(Point-per-instance localization data)
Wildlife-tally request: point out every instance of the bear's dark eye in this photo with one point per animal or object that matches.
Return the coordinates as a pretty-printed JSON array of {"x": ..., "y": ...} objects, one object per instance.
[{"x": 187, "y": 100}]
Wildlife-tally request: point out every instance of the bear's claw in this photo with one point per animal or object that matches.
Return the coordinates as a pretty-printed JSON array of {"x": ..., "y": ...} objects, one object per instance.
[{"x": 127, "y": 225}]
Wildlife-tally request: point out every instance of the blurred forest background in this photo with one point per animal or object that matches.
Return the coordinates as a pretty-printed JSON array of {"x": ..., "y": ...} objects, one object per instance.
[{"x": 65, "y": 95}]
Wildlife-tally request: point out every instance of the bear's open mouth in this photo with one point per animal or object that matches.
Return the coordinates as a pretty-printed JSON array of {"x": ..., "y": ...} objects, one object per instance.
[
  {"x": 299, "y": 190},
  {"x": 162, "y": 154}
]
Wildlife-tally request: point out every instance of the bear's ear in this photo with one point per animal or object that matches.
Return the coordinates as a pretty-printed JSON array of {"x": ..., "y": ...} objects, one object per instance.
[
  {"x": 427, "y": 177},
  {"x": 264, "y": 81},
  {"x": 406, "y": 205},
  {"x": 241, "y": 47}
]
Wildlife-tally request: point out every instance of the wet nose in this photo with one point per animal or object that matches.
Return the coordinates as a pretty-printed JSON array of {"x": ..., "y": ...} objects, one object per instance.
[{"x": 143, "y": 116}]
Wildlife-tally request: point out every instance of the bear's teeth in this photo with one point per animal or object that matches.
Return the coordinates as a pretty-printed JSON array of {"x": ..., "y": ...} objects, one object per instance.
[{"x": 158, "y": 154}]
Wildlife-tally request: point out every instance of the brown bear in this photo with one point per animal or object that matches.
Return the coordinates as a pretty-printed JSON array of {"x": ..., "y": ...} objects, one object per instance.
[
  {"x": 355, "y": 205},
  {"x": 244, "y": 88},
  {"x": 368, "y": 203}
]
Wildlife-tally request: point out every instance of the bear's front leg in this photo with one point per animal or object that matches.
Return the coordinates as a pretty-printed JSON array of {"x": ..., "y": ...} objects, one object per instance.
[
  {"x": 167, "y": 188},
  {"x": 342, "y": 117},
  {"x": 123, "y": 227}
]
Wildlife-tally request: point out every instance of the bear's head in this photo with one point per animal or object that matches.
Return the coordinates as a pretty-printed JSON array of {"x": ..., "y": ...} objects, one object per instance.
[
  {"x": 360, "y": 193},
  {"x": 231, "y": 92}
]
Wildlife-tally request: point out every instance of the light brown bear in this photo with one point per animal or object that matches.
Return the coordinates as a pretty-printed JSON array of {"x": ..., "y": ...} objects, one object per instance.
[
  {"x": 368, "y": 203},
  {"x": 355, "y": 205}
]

** What is needed **
Each record must be output word for word.

** Response below **
Wildlife-tally request: point out every instance of the bear's dark eye in this photo with one point per animal or object that matches.
Return the coordinates as a pretty-printed JSON array of {"x": ..., "y": ...} objects, one object per instance.
[{"x": 187, "y": 100}]
Wildlife-tally request: point out every instance of the bear's claw in this photo with one point per animal or object that matches.
Return the coordinates as a pretty-printed JSON array of {"x": ..., "y": ...} objects, one object per instance.
[{"x": 127, "y": 225}]
Wildlife-tally request: point out every instance of the blurred forest background in this photo with one point per animal or object that matches.
Return the coordinates as a pretty-printed JSON array of {"x": ..., "y": ...} objects, one object per instance.
[{"x": 65, "y": 95}]
Wildlife-tally request: point out every instance of the bear's open mouth in this photo with one point per animal or object that matches.
Return the coordinates as a pretty-printed JSON array of {"x": ..., "y": ...} objects, one object per instance.
[
  {"x": 299, "y": 190},
  {"x": 162, "y": 154}
]
Wildlife-tally request: point out every instance of the bear's ear in this photo with one point per animal or object that matches.
Return the coordinates as a pretty-printed JSON array of {"x": ..., "y": ...} objects, one object per instance.
[
  {"x": 427, "y": 177},
  {"x": 264, "y": 81},
  {"x": 406, "y": 205},
  {"x": 241, "y": 47}
]
Wildlife-tally request: point out every instance of the wet nose in this photo with one point per animal or object that matches.
Return the coordinates as a pretty-printed JSON array of {"x": ..., "y": ...} objects, one object per instance.
[{"x": 143, "y": 116}]
Wildlife-tally request: point out every instance of the bear's teeth in this photo with one point per animal or object that matches.
Return the coordinates as a pretty-printed JSON array of {"x": ..., "y": ...} objects, one object per instance.
[{"x": 158, "y": 154}]
Wildlife-tally request: point out every instance of the brown bear in this photo with one point per animal or object that matches.
Return the coordinates as a pretty-printed JSON array of {"x": ..., "y": ...} objects, one object per instance.
[
  {"x": 355, "y": 205},
  {"x": 244, "y": 88},
  {"x": 368, "y": 203}
]
Wildlife-tally request: point out every instance of the bear's front leg in this photo with one point per animal or object that matches.
Return the coordinates as a pretty-printed JSON array of {"x": ..., "y": ...} objects, one object per instance.
[
  {"x": 167, "y": 188},
  {"x": 342, "y": 117},
  {"x": 123, "y": 227}
]
Wildlife-tally request: point out every instance of the bear's head in this photo with one point per animal or object that matches.
Return the coordinates as a pretty-printed JSON array of {"x": ..., "y": ...} objects, one object per instance.
[
  {"x": 360, "y": 193},
  {"x": 231, "y": 92}
]
Wildlife-tally request: point out every instance of the light brown bear in this photo with one point per animal or object that matches.
Return the coordinates as a pretty-printed JSON array of {"x": ..., "y": ...} objects, one object per instance.
[
  {"x": 368, "y": 203},
  {"x": 355, "y": 205}
]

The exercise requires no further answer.